▶ **WORK INSTRUCTIONS**: Transcribe every entry below word for word, but skip the pictures.

[Source data]

══════

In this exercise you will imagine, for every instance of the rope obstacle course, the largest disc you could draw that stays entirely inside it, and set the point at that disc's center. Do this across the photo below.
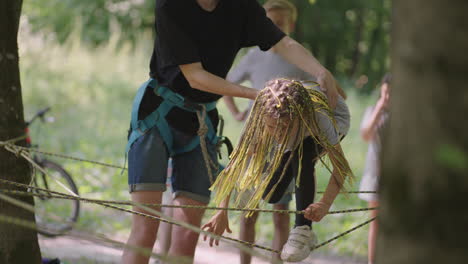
(24, 152)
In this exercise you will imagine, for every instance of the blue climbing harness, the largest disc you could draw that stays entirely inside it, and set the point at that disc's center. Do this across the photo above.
(158, 117)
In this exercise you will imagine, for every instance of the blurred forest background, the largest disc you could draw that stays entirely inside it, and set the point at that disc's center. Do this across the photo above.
(87, 58)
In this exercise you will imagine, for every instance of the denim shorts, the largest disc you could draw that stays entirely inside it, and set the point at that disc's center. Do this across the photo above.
(148, 163)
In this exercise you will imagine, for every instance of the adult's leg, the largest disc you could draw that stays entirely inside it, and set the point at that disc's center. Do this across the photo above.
(184, 241)
(247, 233)
(305, 192)
(165, 232)
(372, 233)
(144, 230)
(281, 223)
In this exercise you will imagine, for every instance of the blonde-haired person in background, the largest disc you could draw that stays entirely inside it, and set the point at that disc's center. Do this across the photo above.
(259, 67)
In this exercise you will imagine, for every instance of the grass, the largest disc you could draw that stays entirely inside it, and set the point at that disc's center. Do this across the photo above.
(91, 92)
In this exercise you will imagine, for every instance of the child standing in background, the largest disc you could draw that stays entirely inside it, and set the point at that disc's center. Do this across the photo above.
(373, 121)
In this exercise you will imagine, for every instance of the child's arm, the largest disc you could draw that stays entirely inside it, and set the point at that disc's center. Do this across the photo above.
(242, 72)
(231, 105)
(218, 223)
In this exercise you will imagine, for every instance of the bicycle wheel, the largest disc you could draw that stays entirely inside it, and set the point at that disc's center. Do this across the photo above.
(54, 217)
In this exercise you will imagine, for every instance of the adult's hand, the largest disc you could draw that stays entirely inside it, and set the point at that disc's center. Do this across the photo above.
(328, 84)
(316, 211)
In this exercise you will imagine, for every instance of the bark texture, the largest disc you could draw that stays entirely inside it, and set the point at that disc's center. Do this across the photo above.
(17, 244)
(424, 185)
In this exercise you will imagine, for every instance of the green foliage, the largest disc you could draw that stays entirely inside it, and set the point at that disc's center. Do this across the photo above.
(350, 37)
(96, 19)
(452, 156)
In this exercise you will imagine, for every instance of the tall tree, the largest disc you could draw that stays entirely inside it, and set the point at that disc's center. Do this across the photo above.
(17, 244)
(424, 186)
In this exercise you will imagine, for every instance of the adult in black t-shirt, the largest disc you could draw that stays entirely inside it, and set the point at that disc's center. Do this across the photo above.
(197, 41)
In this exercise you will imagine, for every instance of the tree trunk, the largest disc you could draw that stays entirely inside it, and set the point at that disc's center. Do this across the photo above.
(17, 244)
(356, 56)
(424, 186)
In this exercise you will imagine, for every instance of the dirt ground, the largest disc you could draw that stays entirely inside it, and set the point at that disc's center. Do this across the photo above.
(73, 251)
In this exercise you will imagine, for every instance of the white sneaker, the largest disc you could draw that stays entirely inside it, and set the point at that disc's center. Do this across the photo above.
(301, 241)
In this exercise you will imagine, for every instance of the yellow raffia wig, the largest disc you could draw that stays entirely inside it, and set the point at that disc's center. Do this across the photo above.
(283, 114)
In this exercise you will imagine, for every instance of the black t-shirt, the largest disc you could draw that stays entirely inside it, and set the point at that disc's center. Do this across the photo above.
(186, 33)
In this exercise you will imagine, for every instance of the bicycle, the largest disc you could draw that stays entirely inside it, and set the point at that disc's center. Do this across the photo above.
(58, 215)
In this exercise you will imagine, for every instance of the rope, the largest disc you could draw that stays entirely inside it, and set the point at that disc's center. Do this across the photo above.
(344, 233)
(158, 217)
(97, 238)
(108, 205)
(13, 140)
(202, 131)
(59, 195)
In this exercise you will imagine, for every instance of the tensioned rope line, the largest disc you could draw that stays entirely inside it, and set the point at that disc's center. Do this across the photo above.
(59, 195)
(63, 156)
(150, 210)
(13, 140)
(20, 148)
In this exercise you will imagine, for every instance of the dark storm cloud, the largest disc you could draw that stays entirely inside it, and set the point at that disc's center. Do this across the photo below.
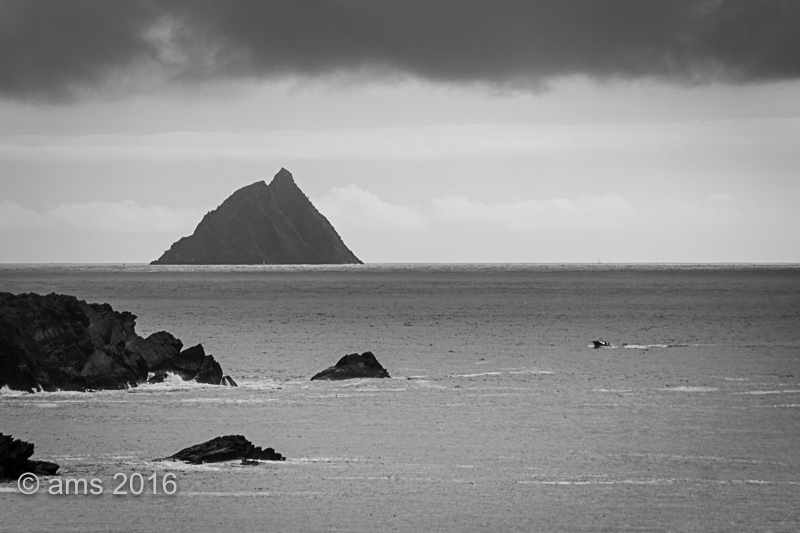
(49, 49)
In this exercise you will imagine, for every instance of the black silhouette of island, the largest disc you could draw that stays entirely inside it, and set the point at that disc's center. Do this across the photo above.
(273, 224)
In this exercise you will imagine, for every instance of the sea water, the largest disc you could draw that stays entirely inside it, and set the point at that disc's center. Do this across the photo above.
(499, 415)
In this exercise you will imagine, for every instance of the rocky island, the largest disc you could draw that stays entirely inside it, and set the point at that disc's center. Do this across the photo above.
(15, 460)
(57, 342)
(226, 448)
(353, 366)
(273, 224)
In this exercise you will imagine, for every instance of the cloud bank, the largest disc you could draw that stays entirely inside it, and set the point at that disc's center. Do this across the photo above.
(352, 207)
(108, 217)
(57, 51)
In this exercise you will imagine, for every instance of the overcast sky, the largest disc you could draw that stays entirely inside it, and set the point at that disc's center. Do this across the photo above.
(424, 130)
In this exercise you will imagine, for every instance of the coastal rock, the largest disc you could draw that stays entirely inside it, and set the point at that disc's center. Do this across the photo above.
(57, 342)
(226, 448)
(354, 366)
(262, 224)
(15, 460)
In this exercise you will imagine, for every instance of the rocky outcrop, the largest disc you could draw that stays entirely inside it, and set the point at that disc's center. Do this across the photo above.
(15, 460)
(57, 342)
(262, 224)
(226, 448)
(354, 366)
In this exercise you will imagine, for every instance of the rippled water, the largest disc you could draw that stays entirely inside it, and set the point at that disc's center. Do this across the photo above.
(498, 416)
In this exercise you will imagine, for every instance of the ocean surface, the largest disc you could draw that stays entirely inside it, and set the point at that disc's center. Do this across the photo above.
(499, 416)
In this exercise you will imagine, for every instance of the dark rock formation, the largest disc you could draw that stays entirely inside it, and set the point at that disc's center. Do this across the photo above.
(227, 448)
(57, 342)
(15, 460)
(354, 366)
(262, 224)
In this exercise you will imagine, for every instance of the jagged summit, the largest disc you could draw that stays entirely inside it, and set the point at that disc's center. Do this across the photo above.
(262, 224)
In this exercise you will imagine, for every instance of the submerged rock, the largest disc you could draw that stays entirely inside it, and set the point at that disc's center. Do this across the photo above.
(57, 342)
(262, 224)
(15, 460)
(226, 448)
(354, 366)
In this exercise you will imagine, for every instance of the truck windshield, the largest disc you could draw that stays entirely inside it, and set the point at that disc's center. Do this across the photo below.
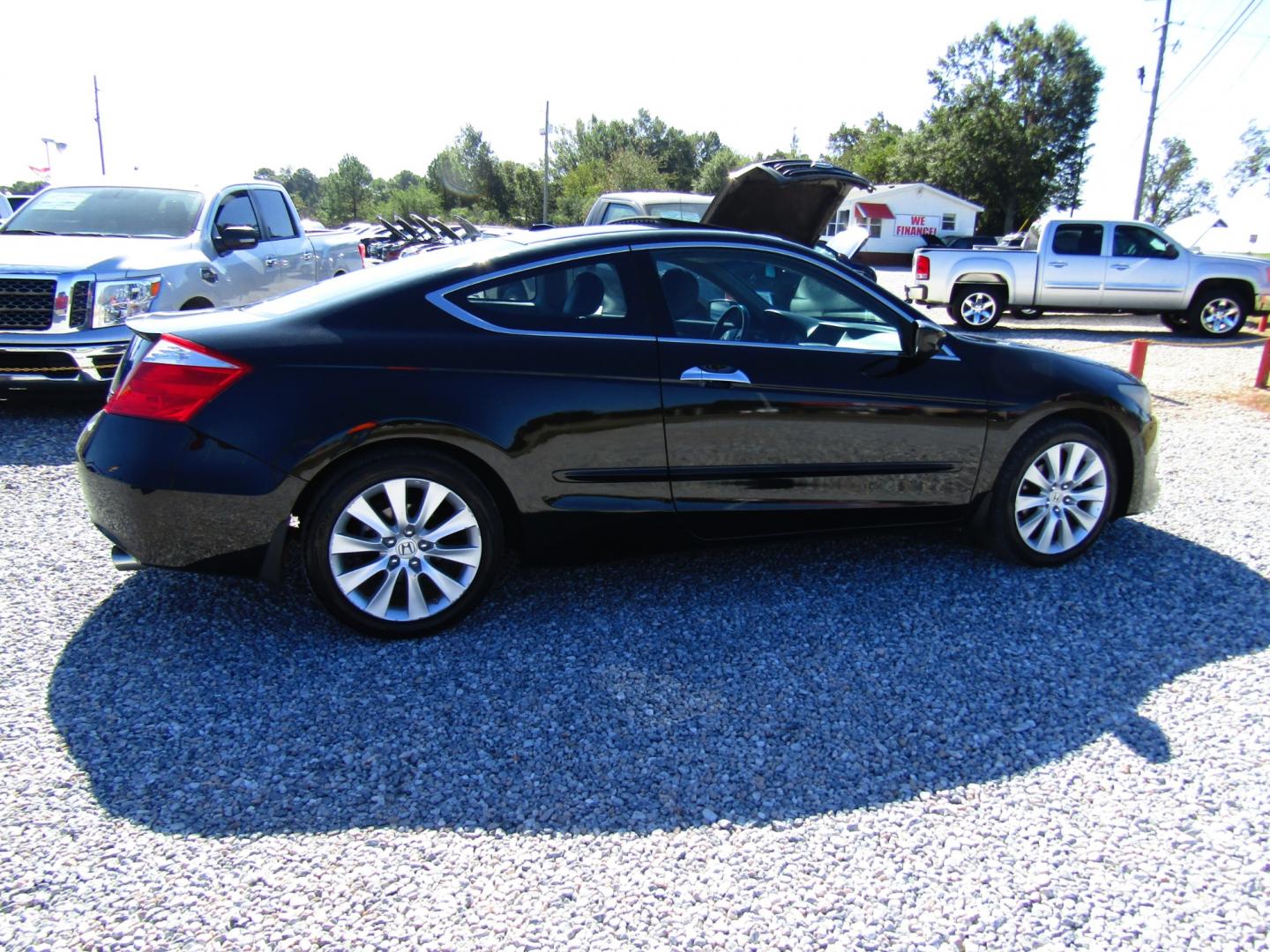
(684, 211)
(123, 212)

══════

▶ **SOLUTION FOR THIS EXERCISE**:
In this exercise you will imagine, for every instance of the rope obstacle course, the largest disc you could draw that stays entirely inside it, and set the point at that disc's center. Do this across the photo below.
(24, 152)
In this exercise you will imagine, for every instance of the blue climbing harness, the largest disc you could draw that stays entirely inside it, and set the point at that disc's center. Do this across the photo above.
(158, 117)
In this exercise you will imagine, for every instance of the blurred forest background, the largest disc you could draw that stays entirely inside it, and set the point at that disc's center. Do this across the photo above.
(87, 58)
In this exercise you will imagine, for every instance of the denim shorts, the largest disc you could draw that stays entirely inside it, and set the point at that disc's center. Do this across the photo above.
(148, 163)
In this exercise you will imagine, for every instance of the adult's leg, the largest disc you could draw that stays entirely inside it, and set the point at that disc's center. Do this across the photo above.
(184, 241)
(247, 233)
(305, 192)
(165, 232)
(372, 233)
(144, 230)
(281, 223)
In this exercise you will imagine, for every instance of the blonde-haired person in background, the largest disc you could draw that stays entirely inside it, and set the point at that disc's center. Do this across the photo above.
(259, 67)
In this exercise you will imagine, for every instance of the grass, the largest disc you could draw that stays entirely inside it, and set the point at that disc's center. Do this across the photo above.
(91, 92)
In this exercise you will imagine, for every instance of the child standing in background, the largest disc you could draw that stays entirely inside it, and set the point at that disc's center. Do this across the photo above.
(373, 121)
In this exercise you will imagine, for every instance of the child's arm, the largest disc you could draw that stays entirely inside it, and set the point at that disc's center. Do this across the photo above.
(242, 72)
(231, 105)
(218, 223)
In this exercise you will imagine, for every instance of the bicycle wheel, the largest disc you could draw that stays entirely inside it, and set the point at that disc's center. Do this across the photo above.
(54, 217)
In this exercise you will imagine, for every instance of the adult's hand, the largest disc you could draw that stays entirely inside it, and set the point at that disc's center. Do this across the photo above.
(328, 84)
(316, 211)
In this exercise you will imagine, for every instance of the bark texture, the largest disc you could draw that stays entirely inside it, and set the point at that disc's center. Do this across the photo above.
(17, 244)
(424, 185)
In this exercise you will imagine, for every instance of the green foliage, the largest disc you could draw that stays entirely inside it, and set the point at that disc's center. Do this across the photo above.
(350, 37)
(96, 19)
(452, 156)
In this exercise you will imagine, for every instance of the tall tree, the largest disc you could draw that stays entirely inside it, and set the point at that disc's center. Do this across the photo above.
(17, 244)
(424, 186)
In this exercise you will imagine, for every instance of the adult in black t-shirt, the largest disc you could draw that stays entirely inside it, and set the point at that disc's center. Do this across the photo above.
(197, 41)
In this exercise you will imagine, for every instance of the tree trunk, the largest disc you could draw that stays entirely inside it, and set the point at that disc's center. Do this across the photo above.
(17, 244)
(356, 56)
(424, 186)
In this exercise you will imagine, for every instance of the dirt ground, the largest disc you could draw that stays entirely inside it, and set the point at that disc's center. Do this across the photo above.
(73, 251)
In this exercise you will imagine, for every instance of the white sneaker, the largest disc you could draw that stays entirely inside it, and set the point at that disc's center. Do this across the photo above.
(301, 241)
In this exercise you will imagine, for every instance of the yellow raffia wig, the largest disc you could draw that stays entirely inside it, and set the point at that disc's center. Do this across the photo above.
(283, 114)
In this exercise you will imagine, for every instance of the black t-shirt, the largest disc you could draw that stays entirely inside it, and set the point at that disc's center. Do this across the photo above.
(186, 33)
In this exercise you will imagine, for every instance of the bicycle, the largest disc you could draw that stays entirely inside it, and set the point at that disc's center. Do this across the photo above.
(58, 215)
In this exercise you will imagine, for every instance of the rope, the largest disc you could draw that stays entirely inside it, and set the point at that disc's center. Do this across the photo above.
(344, 233)
(158, 217)
(97, 238)
(108, 205)
(13, 140)
(202, 131)
(59, 195)
In this exercise you will imagine, for every instance of the tensioned rope line, the largest disc you could draw that stays entirely inside it, and set the point at that disc's center. Do this across the photo above.
(59, 195)
(63, 156)
(150, 210)
(13, 140)
(20, 148)
In this exercise you will imagine, for every instance of the dark storm cloud, the largest disc you could draw that stays entirely inside it, and set the point at that disc's center. Do this across the photo below.
(49, 49)
In this exercise you will imagine, for every instance of the black silhouette of island, the largest disc you could draw that stays entirely inside it, and set the point at that disc's center. Do this across the photo above.
(273, 224)
In this exercise you will imagine, for every instance of the sea water, the largest disc you could draw that stays entirely inside it, and set the point at that disc's center. Do this across the photo above.
(499, 415)
In this exercise you will imagine, for every instance of the rocky island, the largest disc you could draw that stays entirely inside it, and set the point at that disc's center. Do this across the photo above.
(15, 460)
(57, 342)
(226, 448)
(353, 366)
(273, 224)
In this exercise you will imagine, for every instance of the cloud bank, the largest disc you could draw that stays entirely inside it, and set the point at that disc's center. Do this across the photo above.
(352, 207)
(108, 217)
(57, 51)
In this exercise you will imagine, for every instance of the overcast sky, the largest disc you could draw that stays entirely inside it, and set the point at that disc's center. Do this across the photo above.
(424, 130)
In this exercise you will imagine, for every instance of the coastal rock, the largest disc you could draw that stays entirely inside it, and set the point at that disc's center. Do this across the photo above.
(57, 342)
(226, 448)
(354, 366)
(262, 224)
(15, 460)
In this exercise you will imagine, for every instance of the rocky outcrop, the largest disc you could draw that stays entirely inside it, and set the point at that disc's center. Do this across the photo above.
(15, 460)
(57, 342)
(262, 224)
(226, 448)
(354, 366)
In this exercise you will imagine, for every instance of the rippled water, the largest disc you could draw that stays entirely inside it, and set the point at that disc's center. Do this across the photo above.
(498, 416)
In this exercise you will imagine, for every instance of the ocean surface, the largest disc you could draw that stays entirely inside it, and set the point at that disc's center. Do this across the photo above.
(499, 416)
In this exercise you will imagine, for every instance of the dark rock formation, the largest disc you could draw that stays entirely inside it, and set the point at that disc's center. Do this across the photo above.
(227, 448)
(57, 342)
(15, 460)
(354, 366)
(262, 224)
In this exercise you will imagine, for every instance of the jagged summit, the largest disc you could draw that stays entirely inside it, and set the point at that disc's center. Do this across the photo above.
(262, 224)
In this exercise you will imagine, for every instance of the submerged rock, the largest disc you could draw that stays entirely inside it, and set the point at that disc's center. Do this across the photo above.
(57, 342)
(262, 224)
(15, 460)
(226, 448)
(354, 366)
In this exercise you will imagine, for every instance of the truck windshield, the largest disc you could draw that stays entirely inside it, and set the point at that disc's center. Do this across the photo below.
(684, 211)
(123, 212)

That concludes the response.